What you have to do = Report each line below that contains the word "building", copying every such line in full. Matching is case-sensitive.

[Entries from an annotation dataset]
-------
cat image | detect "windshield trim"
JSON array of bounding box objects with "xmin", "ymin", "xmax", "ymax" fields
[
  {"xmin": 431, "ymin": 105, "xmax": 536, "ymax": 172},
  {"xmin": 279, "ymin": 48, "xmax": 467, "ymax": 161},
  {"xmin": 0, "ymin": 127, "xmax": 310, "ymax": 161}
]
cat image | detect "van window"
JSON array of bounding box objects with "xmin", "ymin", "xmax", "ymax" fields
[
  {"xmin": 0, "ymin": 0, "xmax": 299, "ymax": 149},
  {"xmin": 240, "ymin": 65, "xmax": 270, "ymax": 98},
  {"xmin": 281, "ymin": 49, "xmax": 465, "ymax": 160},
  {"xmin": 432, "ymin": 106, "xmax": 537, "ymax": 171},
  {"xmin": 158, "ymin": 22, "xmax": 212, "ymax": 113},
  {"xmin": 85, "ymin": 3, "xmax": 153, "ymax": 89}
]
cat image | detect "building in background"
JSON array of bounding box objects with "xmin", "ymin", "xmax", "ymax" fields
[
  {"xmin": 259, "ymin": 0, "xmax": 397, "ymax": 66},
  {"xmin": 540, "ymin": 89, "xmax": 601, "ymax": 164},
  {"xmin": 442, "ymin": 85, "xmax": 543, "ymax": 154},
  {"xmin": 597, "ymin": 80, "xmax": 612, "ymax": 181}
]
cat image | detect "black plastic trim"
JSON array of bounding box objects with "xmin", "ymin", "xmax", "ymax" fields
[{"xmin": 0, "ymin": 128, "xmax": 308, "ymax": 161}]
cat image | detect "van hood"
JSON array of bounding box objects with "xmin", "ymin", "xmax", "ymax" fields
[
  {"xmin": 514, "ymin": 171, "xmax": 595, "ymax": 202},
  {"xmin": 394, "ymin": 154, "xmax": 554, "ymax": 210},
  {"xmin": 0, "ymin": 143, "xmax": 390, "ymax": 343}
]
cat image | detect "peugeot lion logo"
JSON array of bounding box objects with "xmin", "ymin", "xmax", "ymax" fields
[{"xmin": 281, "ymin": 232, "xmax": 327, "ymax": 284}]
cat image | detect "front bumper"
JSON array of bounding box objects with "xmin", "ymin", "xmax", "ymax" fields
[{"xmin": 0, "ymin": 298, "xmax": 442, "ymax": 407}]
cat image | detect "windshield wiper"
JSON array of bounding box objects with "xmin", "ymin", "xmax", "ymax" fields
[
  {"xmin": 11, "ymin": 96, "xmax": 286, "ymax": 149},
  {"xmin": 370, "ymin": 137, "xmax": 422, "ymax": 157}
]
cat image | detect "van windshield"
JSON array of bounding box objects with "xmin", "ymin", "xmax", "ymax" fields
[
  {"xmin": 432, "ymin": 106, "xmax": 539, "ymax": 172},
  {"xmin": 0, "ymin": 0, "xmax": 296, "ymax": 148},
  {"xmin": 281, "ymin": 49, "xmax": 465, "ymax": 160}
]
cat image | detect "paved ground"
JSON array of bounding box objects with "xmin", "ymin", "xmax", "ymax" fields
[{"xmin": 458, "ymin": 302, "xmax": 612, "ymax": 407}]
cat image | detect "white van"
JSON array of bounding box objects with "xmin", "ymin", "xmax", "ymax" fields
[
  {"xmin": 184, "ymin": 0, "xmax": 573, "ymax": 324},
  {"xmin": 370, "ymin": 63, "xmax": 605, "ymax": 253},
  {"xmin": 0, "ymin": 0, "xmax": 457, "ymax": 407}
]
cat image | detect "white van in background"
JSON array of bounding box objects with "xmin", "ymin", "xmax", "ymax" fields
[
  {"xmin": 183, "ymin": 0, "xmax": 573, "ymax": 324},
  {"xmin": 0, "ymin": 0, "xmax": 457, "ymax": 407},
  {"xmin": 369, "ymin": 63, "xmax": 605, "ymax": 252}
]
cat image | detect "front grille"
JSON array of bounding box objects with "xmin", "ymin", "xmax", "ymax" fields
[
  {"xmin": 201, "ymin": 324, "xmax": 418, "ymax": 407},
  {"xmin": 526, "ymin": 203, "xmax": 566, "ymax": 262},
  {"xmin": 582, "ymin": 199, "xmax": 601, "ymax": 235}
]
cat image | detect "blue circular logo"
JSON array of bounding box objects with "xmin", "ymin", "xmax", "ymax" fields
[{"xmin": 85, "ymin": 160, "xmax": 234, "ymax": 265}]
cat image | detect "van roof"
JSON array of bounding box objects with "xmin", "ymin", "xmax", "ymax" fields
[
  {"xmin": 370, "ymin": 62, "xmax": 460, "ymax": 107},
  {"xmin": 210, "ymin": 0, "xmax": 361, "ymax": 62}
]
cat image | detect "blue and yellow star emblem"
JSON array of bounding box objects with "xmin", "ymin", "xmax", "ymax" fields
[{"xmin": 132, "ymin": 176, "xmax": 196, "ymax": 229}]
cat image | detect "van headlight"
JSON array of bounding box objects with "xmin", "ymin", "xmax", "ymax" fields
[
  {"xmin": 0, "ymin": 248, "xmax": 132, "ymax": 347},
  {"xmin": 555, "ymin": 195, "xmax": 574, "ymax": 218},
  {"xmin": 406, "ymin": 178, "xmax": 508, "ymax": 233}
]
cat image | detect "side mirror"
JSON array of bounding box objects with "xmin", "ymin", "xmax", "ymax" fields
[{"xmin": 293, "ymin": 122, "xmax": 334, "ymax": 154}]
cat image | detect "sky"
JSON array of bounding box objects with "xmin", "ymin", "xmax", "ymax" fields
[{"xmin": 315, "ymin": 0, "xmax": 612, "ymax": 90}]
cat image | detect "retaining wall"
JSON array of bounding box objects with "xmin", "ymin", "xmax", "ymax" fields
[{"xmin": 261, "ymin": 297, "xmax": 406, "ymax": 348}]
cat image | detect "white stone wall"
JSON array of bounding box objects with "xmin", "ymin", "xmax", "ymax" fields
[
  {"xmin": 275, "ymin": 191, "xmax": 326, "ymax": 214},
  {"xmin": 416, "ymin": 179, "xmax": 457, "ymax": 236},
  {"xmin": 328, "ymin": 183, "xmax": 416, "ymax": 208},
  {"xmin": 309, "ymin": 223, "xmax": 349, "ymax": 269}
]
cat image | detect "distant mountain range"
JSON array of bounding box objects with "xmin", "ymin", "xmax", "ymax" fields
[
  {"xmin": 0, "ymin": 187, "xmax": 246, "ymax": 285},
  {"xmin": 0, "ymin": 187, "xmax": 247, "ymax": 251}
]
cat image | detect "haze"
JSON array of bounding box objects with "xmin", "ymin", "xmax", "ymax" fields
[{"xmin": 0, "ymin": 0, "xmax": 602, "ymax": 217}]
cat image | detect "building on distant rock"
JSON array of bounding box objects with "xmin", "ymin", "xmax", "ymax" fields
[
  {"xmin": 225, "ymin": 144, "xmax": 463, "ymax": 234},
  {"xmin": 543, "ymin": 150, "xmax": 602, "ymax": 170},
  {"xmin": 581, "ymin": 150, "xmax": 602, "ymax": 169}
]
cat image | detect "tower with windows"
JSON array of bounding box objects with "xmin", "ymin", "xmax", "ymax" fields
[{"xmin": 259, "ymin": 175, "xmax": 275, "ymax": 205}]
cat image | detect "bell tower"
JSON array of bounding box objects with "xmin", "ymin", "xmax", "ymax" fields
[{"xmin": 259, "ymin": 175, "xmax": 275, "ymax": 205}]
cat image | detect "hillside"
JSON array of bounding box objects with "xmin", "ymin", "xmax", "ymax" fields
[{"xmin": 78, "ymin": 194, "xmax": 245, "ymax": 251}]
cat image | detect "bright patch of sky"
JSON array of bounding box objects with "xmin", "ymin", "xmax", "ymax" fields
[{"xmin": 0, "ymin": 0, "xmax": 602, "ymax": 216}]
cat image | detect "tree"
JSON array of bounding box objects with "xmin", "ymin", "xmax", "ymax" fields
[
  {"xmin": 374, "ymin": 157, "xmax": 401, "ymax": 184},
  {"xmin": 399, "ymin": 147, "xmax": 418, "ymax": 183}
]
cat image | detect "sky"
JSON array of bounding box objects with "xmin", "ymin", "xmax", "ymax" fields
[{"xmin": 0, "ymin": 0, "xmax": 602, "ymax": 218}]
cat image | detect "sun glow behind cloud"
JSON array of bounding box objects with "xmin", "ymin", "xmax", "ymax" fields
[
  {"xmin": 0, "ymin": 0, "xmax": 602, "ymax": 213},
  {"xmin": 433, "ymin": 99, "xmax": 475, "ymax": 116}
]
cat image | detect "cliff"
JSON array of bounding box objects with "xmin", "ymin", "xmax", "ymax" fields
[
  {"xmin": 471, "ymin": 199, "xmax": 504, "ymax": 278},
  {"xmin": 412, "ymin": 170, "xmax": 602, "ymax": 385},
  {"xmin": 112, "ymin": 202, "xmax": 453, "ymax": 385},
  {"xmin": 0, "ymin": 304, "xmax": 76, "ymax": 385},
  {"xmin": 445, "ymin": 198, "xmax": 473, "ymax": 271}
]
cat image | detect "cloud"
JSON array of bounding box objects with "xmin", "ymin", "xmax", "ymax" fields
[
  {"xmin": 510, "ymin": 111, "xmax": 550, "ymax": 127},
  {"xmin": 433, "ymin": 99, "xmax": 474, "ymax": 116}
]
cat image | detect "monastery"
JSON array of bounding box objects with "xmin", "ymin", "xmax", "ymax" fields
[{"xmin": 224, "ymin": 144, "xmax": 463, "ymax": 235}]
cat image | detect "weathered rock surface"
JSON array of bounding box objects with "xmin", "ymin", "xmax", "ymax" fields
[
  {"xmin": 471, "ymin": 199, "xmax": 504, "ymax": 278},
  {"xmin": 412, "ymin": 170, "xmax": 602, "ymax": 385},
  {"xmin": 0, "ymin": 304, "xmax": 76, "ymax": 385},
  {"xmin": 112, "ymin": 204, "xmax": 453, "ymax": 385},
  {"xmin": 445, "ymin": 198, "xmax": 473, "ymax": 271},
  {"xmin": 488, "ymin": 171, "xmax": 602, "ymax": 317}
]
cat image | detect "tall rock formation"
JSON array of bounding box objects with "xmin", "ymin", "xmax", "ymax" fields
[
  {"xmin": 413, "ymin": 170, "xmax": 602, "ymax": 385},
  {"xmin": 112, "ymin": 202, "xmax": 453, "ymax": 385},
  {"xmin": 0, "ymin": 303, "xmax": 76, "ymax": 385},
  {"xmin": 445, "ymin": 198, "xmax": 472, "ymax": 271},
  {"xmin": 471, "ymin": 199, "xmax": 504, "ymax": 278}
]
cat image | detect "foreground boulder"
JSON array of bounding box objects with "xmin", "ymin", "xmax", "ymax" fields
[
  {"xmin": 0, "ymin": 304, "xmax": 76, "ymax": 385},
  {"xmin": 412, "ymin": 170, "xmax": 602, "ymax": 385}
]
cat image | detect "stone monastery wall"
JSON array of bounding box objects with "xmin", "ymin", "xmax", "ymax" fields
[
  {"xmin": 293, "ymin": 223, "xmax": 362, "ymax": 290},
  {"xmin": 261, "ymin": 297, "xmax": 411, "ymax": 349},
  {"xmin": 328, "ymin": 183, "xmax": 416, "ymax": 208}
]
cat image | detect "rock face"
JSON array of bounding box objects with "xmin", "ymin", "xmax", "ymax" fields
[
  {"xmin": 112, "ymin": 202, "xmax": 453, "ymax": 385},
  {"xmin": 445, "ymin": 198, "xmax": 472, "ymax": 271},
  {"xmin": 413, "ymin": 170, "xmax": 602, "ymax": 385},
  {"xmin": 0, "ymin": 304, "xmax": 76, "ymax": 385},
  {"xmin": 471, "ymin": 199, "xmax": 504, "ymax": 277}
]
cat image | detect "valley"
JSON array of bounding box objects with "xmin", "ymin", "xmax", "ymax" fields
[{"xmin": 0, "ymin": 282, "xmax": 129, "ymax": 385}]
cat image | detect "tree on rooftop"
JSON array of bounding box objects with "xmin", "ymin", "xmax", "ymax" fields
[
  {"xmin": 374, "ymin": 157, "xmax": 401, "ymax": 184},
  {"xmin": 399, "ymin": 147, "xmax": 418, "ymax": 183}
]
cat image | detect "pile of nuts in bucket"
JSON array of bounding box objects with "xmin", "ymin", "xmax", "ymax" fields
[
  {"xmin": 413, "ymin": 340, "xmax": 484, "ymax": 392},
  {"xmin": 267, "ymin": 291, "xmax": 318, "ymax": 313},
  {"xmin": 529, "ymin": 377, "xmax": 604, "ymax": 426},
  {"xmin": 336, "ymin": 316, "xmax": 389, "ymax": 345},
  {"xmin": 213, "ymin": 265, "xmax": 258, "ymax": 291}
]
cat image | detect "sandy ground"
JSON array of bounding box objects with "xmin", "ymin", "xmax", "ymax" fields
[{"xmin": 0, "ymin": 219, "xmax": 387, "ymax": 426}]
-------
Finished answer =
cat image | detect "building in background"
cat image | detect "building on distant rock"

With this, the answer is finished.